====== Given entries ======

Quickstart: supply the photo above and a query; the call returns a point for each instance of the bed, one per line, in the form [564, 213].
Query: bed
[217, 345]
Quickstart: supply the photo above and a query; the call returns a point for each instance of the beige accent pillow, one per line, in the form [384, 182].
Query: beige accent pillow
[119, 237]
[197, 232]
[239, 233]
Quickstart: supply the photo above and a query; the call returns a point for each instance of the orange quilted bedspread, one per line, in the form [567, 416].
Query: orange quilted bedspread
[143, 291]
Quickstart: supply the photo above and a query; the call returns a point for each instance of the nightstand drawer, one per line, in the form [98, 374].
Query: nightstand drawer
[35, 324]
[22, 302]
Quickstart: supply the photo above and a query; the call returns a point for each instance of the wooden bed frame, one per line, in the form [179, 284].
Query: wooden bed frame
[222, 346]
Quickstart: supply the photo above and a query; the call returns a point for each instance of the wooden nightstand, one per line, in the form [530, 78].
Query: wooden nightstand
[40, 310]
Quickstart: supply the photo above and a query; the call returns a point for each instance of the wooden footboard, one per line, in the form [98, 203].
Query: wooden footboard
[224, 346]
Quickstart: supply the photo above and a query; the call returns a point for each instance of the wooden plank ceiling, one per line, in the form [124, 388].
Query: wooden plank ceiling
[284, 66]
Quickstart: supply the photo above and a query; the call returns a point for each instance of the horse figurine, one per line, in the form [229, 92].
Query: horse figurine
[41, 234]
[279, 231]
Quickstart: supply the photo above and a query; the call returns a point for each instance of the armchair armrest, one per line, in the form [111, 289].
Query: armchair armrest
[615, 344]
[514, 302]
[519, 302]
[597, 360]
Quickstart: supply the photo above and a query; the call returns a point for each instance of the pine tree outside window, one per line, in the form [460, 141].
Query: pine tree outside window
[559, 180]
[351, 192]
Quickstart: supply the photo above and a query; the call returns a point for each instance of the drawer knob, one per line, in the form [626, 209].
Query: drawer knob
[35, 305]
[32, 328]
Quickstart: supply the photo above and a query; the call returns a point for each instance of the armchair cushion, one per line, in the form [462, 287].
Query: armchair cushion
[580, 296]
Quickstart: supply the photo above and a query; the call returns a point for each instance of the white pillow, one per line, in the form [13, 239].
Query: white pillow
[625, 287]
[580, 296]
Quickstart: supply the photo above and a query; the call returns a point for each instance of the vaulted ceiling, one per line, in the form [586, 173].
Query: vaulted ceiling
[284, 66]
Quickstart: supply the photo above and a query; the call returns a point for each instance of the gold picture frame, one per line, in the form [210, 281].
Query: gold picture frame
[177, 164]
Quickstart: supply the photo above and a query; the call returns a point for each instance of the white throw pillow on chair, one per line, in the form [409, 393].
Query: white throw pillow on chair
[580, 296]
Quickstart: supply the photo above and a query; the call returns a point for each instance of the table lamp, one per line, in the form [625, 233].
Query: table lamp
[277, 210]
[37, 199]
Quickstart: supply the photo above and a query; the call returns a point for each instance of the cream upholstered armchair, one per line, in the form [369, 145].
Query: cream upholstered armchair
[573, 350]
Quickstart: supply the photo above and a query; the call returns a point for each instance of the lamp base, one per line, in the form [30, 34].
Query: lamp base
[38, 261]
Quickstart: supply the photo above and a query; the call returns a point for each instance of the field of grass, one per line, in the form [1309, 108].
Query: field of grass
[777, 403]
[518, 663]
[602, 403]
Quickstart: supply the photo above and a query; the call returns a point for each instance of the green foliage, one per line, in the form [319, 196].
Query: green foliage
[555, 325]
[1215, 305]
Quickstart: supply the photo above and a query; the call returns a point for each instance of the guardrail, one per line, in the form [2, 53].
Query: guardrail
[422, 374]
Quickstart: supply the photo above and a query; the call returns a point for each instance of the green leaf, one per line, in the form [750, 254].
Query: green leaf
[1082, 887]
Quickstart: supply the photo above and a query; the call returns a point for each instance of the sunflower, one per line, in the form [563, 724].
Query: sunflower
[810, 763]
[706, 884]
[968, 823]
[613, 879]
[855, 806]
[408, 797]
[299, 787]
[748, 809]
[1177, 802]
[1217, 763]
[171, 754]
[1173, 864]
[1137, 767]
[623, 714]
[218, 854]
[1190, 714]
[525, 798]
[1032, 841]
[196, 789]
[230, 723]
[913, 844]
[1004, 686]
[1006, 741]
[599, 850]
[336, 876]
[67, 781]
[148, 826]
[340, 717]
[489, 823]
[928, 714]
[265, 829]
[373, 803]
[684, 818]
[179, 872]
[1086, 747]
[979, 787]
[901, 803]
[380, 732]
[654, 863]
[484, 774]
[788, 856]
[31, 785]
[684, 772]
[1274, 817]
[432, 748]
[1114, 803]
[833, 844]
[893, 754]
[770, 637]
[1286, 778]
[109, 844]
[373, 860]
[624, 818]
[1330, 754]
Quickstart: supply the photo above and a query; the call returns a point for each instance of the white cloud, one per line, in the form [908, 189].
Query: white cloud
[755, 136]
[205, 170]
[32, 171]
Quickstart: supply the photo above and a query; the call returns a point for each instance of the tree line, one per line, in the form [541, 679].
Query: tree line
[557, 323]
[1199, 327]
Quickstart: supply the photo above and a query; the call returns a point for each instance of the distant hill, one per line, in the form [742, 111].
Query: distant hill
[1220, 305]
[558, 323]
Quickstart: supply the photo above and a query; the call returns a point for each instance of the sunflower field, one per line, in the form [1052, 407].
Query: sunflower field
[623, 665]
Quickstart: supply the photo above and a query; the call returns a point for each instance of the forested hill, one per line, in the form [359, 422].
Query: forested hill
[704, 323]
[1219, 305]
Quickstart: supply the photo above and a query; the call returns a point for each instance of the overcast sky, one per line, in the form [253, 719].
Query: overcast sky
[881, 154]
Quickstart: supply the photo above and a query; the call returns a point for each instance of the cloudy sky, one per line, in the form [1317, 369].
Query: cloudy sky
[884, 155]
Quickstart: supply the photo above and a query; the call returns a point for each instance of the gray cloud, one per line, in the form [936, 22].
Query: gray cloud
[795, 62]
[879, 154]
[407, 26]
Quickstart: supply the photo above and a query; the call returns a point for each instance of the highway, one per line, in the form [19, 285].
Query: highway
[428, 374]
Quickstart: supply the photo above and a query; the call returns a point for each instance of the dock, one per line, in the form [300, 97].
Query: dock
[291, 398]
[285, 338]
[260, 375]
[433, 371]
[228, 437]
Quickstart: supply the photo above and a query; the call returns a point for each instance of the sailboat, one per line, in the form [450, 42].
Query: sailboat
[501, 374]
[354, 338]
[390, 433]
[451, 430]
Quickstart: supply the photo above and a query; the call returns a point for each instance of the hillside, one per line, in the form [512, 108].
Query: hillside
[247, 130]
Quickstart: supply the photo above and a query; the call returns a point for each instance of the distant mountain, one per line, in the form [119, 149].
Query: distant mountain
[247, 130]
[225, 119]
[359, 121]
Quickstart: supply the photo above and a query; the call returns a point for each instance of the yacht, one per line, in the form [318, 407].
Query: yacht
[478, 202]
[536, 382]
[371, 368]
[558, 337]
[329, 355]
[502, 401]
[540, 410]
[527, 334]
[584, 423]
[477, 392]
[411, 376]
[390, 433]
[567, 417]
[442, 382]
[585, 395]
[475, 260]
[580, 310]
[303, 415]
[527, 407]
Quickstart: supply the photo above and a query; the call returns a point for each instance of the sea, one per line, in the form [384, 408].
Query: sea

======

Required action –
Once the records end, copy them all again exactly.

Solution for this problem –
Quickstart: supply the photo above and a query; the call returns a point for each instance of the bed, one per line, in the form [564, 213].
Query: bed
[217, 345]
Quickstart: supply the photo above and a query; the call returns a point for each instance of the beige accent pillow, one per line, in the form [384, 182].
Query: beige accent pillow
[119, 237]
[197, 232]
[239, 233]
Quickstart: supply the photo above and a query; the call returns a point for each instance of the orange quilted bedspread, one per line, in the form [567, 416].
Query: orange quilted bedspread
[143, 291]
Quickstart: supply the photo above and a query; the call returns a point for each instance of the nightstand drawer, one per line, in the form [98, 374].
Query: nightstand drawer
[35, 324]
[22, 302]
Quickstart: supply the photo above and a query; the call returns a point for each instance of the wooden bed frame, one per line, in the form [179, 284].
Query: wooden bed frame
[222, 346]
Quickstart: supply the photo above and a query; the call returns a point for each instance of the wooden nightstand, one per line, in the form [530, 78].
Query: wooden nightstand
[40, 310]
Quickstart: supply the photo above and a query; the call returns a point for each instance of the wooden footboard, one per line, in the form [98, 203].
Query: wooden footboard
[224, 346]
Quickstart: supply the photo above and a query; the call returns a point for each instance of the wooden plank ceiling, one per line, in the form [124, 388].
Query: wooden plank ceiling
[284, 66]
Quickstart: supply the photo above and a query; the call returns a point for each instance of the horse figurine, one per line, in the form [229, 92].
Query: horse figurine
[41, 234]
[279, 231]
Quickstart: supply the photo above and a query; the call returns a point for each instance of the armchair armrest, one per line, in the form [111, 289].
Query: armchair armrest
[615, 344]
[514, 302]
[519, 302]
[597, 360]
Quickstart: supply the photo above and a query; the call returns a point for each instance of the pine tree outside window, one per line, in the form [460, 141].
Query: pine tree outside window
[559, 180]
[351, 192]
Quickstart: supply the photo above and a query; the call returns a point for each instance of the drawer knob, one per line, in the form [626, 209].
Query: drawer knob
[35, 305]
[32, 328]
Quickstart: supply the photo above and a query; the call returns a point for each instance of the armchair cushion, one per line, in the form [462, 287].
Query: armchair cushion
[580, 296]
Quickstart: supply the photo above and a query; the call returns a point for each instance of the white pillow, one per line, in the form [13, 239].
Query: white pillow
[625, 287]
[580, 296]
Quickstart: supply the photo above and a query; the call returns a point for each instance of the vaulted ceiling, one per line, in the form [586, 173].
Query: vaulted ceiling
[284, 66]
Quickstart: supply the photo above and a query; the call returns a point for each instance of the gold picture frame, one per line, in the form [210, 281].
Query: gold picture frame
[177, 164]
Quickstart: supply the photo above and a query; the call returns a point for each instance of the white throw pillow on chair, one per line, in the form [409, 393].
Query: white throw pillow on chair
[580, 296]
Quickstart: supply the photo above and a query; the call returns a point for each instance of the table lamp, one per line, in the form [625, 233].
Query: table lamp
[277, 210]
[37, 199]
Quickstart: supply the photo above and a query; the call returns a point for each instance of the cream upholstered armchair, one per line, in the form [369, 145].
Query: cream upholstered armchair
[573, 350]
Quickstart: supply the photo above and a query; the call returns a point for each instance of the lamp base, one per line, in the form [30, 34].
Query: lamp base
[38, 261]
Quickstart: supply the photo above and a query; the call returns a point for each instance of the field of grass, one per line, in the form [1309, 108].
Query: field of grass
[777, 403]
[518, 663]
[602, 403]
Quickstart: supply the photo above and a query; the call returns a point for each instance of the green foliage, one per line, in the form [319, 196].
Query: green foliage
[555, 325]
[1215, 305]
Quickstart: supply the photo above and a query; the call returns a point for each instance of the guardrail, one per line, in the form [2, 53].
Query: guardrail
[422, 374]
Quickstart: supply the photo above and a query; the call returns a point for each instance of the green leaf, one per line, in the form [750, 254].
Query: green leaf
[1082, 887]
Quickstart: supply the photo above and a query; the call returns a point for each instance of the sunflower, one per line, in the form [563, 724].
Query: sunflower
[810, 763]
[706, 884]
[968, 823]
[613, 879]
[855, 806]
[408, 797]
[299, 787]
[748, 809]
[1177, 802]
[1217, 763]
[171, 754]
[1173, 864]
[1137, 767]
[623, 714]
[218, 854]
[1190, 714]
[525, 798]
[1032, 841]
[196, 789]
[230, 723]
[913, 844]
[1004, 686]
[1006, 741]
[599, 850]
[336, 876]
[67, 781]
[148, 826]
[340, 717]
[489, 823]
[928, 714]
[265, 829]
[373, 803]
[684, 818]
[179, 872]
[1086, 747]
[979, 787]
[901, 803]
[380, 732]
[654, 863]
[484, 774]
[788, 856]
[31, 785]
[684, 772]
[1274, 817]
[432, 748]
[1114, 803]
[833, 844]
[893, 754]
[770, 637]
[1286, 778]
[109, 844]
[373, 860]
[624, 818]
[1330, 754]
Quickstart: supply the photo above and a query; the call returns a point for each instance of the white cloud, one per line, in the form [908, 189].
Query: white cloud
[755, 136]
[205, 170]
[32, 171]
Quickstart: supply the photo above and a query; the call returns a point for each instance of the tree line, one per line, in the form [541, 679].
Query: tree line
[557, 323]
[1199, 327]
Quickstart: supply the photo above and a query; the call returns a point for each instance of the distant hill, one per line, in the form [742, 111].
Query: distant hill
[1220, 305]
[558, 323]
Quickstart: supply the photo above and a query; the call returns a point for each instance of the sunflower field, one per line, in the form [1052, 407].
Query: sunflower field
[623, 665]
Quickstart: supply the photo above and a query; the call returns a point for each instance of the forested hill, one per line, in the form [359, 422].
Query: forested hill
[704, 323]
[1219, 305]
Quickstart: supply the photo above and a query; the call returns a point for each instance of the overcast sky, one per line, in the form [253, 719].
Query: overcast sky
[881, 154]
Quickstart: supply the photo above and a query; the call returns a point for each instance of the cloudy sky, one per line, in the form [1317, 369].
Query: cloudy sky
[884, 155]
Quickstart: supply the photo above and a query; the call returns a point for each instance of the gray cloud, one per line, in the form [936, 22].
Query: gray cloud
[795, 62]
[879, 154]
[407, 26]
Quickstart: supply the photo above and a query; the call returns a point for each instance of the highway, one per line, in the form [19, 285].
Query: highway
[428, 374]
Quickstart: supply the photo above and a query; the call returns a point for each instance of the dock, one per line, in the form [300, 97].
Query: dock
[291, 398]
[285, 338]
[260, 375]
[433, 371]
[228, 437]
Quickstart: supply the photo above and a query; the call returns a point for each instance of the sailboat, one per line, in the form [450, 42].
Query: sailboat
[501, 374]
[354, 338]
[390, 433]
[451, 430]
Quickstart: supply the photo above and a query; the call returns a point for each instance of the hillside, one per line, in the form [512, 108].
Query: hillside
[247, 130]
Quickstart: supply the photo above and a query; the call returns a point for each instance of the distant mountain, one per line, in the form [119, 149].
Query: distant mountain
[247, 130]
[225, 119]
[359, 121]
Quickstart: supply the photo above and a query; the call returns a point for each instance of the yacht, one per line, in the form [318, 407].
Query: yacht
[478, 202]
[536, 382]
[371, 368]
[558, 337]
[329, 355]
[502, 401]
[540, 410]
[527, 334]
[584, 423]
[477, 392]
[411, 376]
[390, 433]
[567, 417]
[442, 382]
[585, 395]
[475, 260]
[580, 310]
[303, 415]
[527, 407]
Quickstart: supply the photo above and a query; the call returns a point for each instance of the sea, one per line, in the form [384, 408].
Query: sea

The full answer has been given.